The logic of my program is very simple, there's a fairly large (12000x5000, will be 12000x50000 in the future) database (currently CSV) and a single 12000x1 row, and it calculates the correlation (there's some more logic in the function to speed things up a bit, but that's the gist of it) between the row and each of the 12000 rows in the database.
I want to use multiprocessing to speed the program up, but doing it the regular way
pool.apply_async(func, args=(single_row,df.loc[i].astype('float64'),)) for i in df.index]
actually resulted in a 30% slowdown, which I assume happened due to the overhead created by passing two 12000-long rows/arrays to a function 5000 times.
I could make the df and the row global variables, but I'm working on Windows so from what I understood, this will make every single process I spawn create the df from scratch, which is definitely not going to speed things up.
I'm completely new to mp, so before everything else, I tried the seemingly obvious thing - nesting the correlation func inside the larger function so that it has access to the df. Then the call ended up being just
pool.apply_async(func, args=(i,)) for i in df.index]
and the calculations sped up by almost 3x, but then I ran into a pickling issue when getting the results, and after some googling it seems like nested functions are a no-go in mp.
So my question is, is there any way to have all processes share the large df, or maybe another solution to speed up this specific problem using multiprocessing? Maybe some way around the pickling issue with nested functions? This being a really simple problem and the 3x speed-up makes me sure that it's possible, but I can't think of a way to get the results without passing large arguments to the function every time.
◆ ◆ ◆ ◆
Task brief:
Output the multiprocessing post's wording between "The logic of" and "in the database.", inclusive. Work only from the multiprocessing post.

Information supplied:
◆ ◆ ◆ ◆
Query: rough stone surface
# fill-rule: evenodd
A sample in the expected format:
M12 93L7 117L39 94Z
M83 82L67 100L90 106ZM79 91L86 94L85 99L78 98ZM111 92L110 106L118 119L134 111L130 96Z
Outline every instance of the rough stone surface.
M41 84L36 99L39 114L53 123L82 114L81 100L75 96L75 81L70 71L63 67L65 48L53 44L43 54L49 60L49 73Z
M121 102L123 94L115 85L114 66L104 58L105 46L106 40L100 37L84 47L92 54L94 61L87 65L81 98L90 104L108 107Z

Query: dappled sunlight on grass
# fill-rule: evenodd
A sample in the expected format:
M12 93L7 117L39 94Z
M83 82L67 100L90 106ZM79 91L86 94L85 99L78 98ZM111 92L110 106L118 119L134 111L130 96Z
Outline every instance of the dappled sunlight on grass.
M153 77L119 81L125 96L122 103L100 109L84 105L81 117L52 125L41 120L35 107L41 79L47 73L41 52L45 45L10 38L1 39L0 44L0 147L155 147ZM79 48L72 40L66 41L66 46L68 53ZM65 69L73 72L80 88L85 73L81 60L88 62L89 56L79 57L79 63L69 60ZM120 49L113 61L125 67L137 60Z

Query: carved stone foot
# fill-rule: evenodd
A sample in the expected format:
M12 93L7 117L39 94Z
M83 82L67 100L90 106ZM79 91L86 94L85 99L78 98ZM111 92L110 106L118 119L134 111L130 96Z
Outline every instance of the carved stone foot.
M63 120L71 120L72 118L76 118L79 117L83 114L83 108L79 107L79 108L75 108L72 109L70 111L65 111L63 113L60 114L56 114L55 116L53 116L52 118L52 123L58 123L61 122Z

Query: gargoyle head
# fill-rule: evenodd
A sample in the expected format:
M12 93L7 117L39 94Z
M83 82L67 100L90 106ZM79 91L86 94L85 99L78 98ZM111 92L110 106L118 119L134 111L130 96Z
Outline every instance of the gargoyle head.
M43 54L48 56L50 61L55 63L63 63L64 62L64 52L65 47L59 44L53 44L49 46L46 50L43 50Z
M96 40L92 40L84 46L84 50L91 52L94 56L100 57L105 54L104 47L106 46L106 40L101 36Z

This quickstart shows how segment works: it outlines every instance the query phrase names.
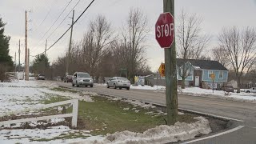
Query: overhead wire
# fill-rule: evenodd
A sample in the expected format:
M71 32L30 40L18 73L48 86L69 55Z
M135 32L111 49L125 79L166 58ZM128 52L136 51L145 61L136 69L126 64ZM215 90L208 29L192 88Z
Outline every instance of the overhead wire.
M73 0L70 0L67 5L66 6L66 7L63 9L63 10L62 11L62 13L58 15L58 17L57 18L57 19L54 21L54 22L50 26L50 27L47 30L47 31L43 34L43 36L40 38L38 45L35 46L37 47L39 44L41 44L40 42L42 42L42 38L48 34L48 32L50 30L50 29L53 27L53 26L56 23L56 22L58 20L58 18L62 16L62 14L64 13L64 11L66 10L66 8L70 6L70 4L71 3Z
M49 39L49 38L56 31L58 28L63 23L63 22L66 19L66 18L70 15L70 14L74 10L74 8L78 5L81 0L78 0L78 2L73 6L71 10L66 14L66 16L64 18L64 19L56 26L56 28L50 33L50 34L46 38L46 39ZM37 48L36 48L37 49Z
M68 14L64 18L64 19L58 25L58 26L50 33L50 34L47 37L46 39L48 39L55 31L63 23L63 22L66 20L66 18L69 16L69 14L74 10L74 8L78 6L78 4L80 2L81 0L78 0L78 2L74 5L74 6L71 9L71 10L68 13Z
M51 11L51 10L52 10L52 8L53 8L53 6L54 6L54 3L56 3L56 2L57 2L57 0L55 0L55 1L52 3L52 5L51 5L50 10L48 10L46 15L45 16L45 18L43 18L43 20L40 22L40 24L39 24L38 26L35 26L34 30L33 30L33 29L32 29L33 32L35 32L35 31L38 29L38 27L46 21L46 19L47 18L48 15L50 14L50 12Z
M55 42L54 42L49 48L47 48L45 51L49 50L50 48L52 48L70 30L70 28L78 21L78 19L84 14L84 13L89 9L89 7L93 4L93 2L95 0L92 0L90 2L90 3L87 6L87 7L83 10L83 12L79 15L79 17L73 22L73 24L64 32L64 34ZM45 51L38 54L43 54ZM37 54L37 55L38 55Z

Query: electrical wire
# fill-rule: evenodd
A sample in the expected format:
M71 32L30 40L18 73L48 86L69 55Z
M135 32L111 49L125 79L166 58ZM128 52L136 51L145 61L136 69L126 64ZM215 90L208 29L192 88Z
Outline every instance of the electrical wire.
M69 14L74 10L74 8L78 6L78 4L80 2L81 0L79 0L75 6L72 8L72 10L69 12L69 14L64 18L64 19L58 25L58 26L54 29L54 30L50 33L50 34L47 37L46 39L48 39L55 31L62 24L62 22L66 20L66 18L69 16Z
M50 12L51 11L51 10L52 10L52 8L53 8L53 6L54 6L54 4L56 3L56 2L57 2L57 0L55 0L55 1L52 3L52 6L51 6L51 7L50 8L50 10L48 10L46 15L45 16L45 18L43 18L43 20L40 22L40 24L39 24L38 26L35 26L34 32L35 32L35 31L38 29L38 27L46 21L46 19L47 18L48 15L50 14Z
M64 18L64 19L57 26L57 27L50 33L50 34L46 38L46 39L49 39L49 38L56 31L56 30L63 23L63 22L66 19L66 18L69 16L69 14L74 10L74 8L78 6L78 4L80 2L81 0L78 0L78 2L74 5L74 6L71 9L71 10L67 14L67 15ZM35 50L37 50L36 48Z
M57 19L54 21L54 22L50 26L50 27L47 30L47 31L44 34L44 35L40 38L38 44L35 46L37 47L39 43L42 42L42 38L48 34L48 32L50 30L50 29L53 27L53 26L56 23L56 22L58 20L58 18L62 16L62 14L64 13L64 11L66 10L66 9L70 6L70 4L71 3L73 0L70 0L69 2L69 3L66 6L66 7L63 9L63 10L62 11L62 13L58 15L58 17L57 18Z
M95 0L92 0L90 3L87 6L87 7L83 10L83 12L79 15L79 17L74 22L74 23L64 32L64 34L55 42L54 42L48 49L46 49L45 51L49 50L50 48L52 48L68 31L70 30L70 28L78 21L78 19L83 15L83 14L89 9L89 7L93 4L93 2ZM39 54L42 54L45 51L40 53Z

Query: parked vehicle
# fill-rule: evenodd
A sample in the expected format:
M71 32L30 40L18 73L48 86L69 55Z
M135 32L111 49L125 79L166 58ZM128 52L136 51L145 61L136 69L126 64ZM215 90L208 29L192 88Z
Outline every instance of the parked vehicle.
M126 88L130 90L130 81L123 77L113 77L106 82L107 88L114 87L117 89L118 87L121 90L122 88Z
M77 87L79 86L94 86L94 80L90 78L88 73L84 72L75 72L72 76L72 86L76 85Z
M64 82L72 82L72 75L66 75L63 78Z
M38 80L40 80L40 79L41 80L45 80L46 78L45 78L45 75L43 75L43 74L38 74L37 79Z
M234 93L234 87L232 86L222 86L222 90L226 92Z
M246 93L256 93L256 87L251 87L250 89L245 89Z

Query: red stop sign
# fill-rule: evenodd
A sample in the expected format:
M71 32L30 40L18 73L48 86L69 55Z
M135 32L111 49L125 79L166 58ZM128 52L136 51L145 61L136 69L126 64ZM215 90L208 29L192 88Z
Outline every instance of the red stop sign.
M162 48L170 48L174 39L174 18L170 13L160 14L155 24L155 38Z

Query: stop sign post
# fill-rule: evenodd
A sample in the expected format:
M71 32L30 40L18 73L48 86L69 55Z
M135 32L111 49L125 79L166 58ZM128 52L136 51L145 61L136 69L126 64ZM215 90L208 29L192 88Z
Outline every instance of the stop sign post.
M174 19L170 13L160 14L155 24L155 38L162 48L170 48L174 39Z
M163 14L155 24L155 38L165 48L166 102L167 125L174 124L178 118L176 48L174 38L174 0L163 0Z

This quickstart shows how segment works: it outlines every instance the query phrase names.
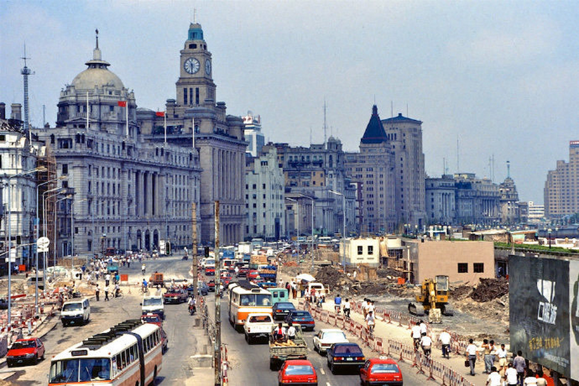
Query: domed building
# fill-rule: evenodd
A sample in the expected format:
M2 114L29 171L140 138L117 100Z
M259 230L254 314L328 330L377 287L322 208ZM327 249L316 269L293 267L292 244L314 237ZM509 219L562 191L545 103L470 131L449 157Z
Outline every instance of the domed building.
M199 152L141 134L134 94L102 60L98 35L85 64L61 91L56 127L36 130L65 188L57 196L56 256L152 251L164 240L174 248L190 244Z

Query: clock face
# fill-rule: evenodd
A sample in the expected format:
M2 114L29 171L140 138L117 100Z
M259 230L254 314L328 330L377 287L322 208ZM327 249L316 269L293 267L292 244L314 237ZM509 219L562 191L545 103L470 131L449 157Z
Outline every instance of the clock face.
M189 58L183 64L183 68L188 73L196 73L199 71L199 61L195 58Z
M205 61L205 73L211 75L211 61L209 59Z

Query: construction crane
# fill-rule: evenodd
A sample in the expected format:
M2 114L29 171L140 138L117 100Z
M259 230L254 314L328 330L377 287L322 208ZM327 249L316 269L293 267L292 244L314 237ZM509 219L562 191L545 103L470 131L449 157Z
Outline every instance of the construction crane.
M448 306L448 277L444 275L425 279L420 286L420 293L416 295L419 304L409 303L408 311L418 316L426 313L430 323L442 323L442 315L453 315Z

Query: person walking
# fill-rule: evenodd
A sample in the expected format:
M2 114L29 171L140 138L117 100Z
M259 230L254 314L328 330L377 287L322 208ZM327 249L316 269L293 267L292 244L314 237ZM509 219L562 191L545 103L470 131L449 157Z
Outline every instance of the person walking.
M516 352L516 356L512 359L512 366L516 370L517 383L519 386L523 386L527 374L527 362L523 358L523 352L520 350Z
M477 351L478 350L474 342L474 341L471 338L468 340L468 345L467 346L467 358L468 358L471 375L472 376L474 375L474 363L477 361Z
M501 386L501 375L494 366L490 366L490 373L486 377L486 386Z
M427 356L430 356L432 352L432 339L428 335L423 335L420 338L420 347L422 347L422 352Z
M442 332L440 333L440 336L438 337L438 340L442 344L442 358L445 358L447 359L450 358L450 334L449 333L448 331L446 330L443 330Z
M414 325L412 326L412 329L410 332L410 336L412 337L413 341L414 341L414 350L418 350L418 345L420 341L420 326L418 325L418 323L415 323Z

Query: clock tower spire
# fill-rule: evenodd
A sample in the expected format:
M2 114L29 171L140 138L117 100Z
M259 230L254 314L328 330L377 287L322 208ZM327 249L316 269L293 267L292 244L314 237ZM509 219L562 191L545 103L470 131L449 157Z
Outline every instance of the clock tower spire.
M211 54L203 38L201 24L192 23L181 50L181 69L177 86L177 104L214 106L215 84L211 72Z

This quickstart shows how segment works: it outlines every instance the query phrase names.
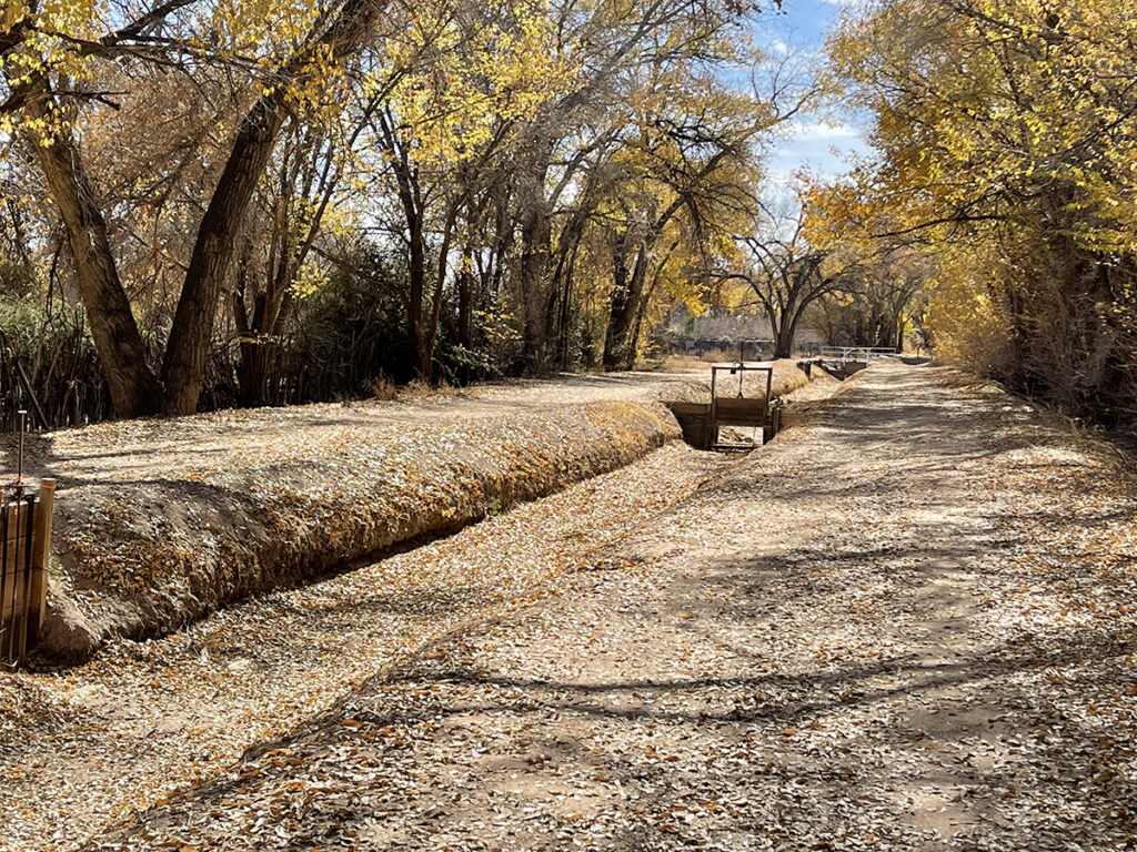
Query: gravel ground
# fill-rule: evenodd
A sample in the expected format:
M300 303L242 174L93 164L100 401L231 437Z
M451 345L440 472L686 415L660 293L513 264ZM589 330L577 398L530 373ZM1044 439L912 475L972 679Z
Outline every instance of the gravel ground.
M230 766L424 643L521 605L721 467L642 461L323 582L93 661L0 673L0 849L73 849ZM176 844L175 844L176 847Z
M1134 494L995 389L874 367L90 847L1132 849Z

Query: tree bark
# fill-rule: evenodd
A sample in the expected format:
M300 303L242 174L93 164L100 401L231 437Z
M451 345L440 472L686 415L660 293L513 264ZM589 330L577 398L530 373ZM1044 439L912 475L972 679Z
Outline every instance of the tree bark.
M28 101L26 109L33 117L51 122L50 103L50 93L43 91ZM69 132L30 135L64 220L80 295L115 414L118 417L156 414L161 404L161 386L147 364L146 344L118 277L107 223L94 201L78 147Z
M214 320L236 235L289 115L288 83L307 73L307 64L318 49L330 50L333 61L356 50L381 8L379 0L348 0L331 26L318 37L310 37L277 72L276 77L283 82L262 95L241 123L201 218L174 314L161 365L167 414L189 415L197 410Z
◆ ◆ ◆ ◆
Result of the exercise:
The logic of my program is very simple, there's a fairly large (12000x5000, will be 12000x50000 in the future) database (currently CSV) and a single 12000x1 row, and it calculates the correlation (there's some more logic in the function to speed things up a bit, but that's the gist of it) between the row and each of the 12000 rows in the database.